[Annotation records]
=-=-=-=-=

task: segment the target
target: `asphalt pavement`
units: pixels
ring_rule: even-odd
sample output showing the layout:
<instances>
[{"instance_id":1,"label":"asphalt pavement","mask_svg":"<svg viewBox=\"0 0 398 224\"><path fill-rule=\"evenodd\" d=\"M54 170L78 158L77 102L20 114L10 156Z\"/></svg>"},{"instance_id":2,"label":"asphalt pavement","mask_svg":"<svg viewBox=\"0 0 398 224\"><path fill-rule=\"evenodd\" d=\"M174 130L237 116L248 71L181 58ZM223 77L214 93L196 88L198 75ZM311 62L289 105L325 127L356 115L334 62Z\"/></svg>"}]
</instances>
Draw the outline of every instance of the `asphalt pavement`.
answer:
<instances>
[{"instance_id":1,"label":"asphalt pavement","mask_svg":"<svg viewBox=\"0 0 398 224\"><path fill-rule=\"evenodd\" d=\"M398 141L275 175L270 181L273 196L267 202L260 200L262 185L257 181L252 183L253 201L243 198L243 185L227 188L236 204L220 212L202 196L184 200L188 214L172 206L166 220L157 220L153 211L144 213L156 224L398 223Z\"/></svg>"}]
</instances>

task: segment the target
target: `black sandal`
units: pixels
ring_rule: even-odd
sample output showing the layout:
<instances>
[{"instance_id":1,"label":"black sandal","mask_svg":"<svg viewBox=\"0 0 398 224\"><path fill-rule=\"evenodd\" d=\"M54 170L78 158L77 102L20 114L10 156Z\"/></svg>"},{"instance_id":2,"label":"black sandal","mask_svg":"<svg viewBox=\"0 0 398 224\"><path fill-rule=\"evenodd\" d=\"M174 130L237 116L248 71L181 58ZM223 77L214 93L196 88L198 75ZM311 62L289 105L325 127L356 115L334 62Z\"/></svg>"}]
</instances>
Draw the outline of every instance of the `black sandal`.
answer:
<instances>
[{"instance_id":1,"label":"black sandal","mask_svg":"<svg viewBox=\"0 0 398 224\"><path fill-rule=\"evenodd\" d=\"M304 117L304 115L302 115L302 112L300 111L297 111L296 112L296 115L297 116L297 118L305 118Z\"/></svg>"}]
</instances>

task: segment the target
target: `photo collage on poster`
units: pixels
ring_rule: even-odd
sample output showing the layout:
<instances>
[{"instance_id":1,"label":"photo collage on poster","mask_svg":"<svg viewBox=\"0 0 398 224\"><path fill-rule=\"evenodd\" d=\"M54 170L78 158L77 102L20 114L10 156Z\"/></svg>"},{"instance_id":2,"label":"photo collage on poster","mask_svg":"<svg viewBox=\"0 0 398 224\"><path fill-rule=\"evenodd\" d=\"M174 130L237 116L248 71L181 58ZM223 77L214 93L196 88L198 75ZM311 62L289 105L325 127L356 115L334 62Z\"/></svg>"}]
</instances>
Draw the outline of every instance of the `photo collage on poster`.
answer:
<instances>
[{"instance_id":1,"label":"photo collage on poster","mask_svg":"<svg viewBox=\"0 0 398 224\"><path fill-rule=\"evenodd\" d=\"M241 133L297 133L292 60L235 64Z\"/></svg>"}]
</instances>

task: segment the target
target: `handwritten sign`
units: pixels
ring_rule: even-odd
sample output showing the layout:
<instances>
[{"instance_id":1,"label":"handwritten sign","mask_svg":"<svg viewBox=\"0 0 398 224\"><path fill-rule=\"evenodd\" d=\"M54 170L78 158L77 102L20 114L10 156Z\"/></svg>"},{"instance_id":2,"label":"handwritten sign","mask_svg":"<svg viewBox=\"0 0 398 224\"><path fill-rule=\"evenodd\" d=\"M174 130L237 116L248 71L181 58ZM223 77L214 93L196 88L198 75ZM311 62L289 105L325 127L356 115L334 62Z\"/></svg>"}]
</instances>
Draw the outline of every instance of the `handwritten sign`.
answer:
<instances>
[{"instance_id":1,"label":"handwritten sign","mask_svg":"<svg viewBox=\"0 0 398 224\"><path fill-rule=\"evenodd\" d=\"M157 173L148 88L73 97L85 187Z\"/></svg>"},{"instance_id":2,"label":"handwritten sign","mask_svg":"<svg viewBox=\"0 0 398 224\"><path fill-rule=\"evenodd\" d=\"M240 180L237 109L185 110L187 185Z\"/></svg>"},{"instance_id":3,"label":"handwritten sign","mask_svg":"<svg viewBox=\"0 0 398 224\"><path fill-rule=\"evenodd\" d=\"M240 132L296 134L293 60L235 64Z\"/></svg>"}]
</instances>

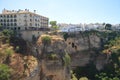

=-=-=-=-=

Pull out every line of the records above that contains the word "pavement", matching its case exactly.

target: `asphalt pavement`
[{"instance_id":1,"label":"asphalt pavement","mask_svg":"<svg viewBox=\"0 0 398 224\"><path fill-rule=\"evenodd\" d=\"M54 170L78 158L77 102L20 114L10 156Z\"/></svg>"},{"instance_id":2,"label":"asphalt pavement","mask_svg":"<svg viewBox=\"0 0 398 224\"><path fill-rule=\"evenodd\" d=\"M174 130L237 116L248 71L181 58ZM223 77L214 93L196 88L198 75ZM311 62L289 105L325 127L356 115L334 62Z\"/></svg>"}]
Draw the outline of every instance of the `asphalt pavement`.
[{"instance_id":1,"label":"asphalt pavement","mask_svg":"<svg viewBox=\"0 0 398 224\"><path fill-rule=\"evenodd\" d=\"M398 141L275 175L270 181L273 196L267 202L260 200L262 185L257 181L252 183L253 201L243 198L243 185L227 188L236 204L220 212L202 196L184 200L188 214L172 206L166 220L157 220L153 211L144 213L156 224L398 223Z\"/></svg>"}]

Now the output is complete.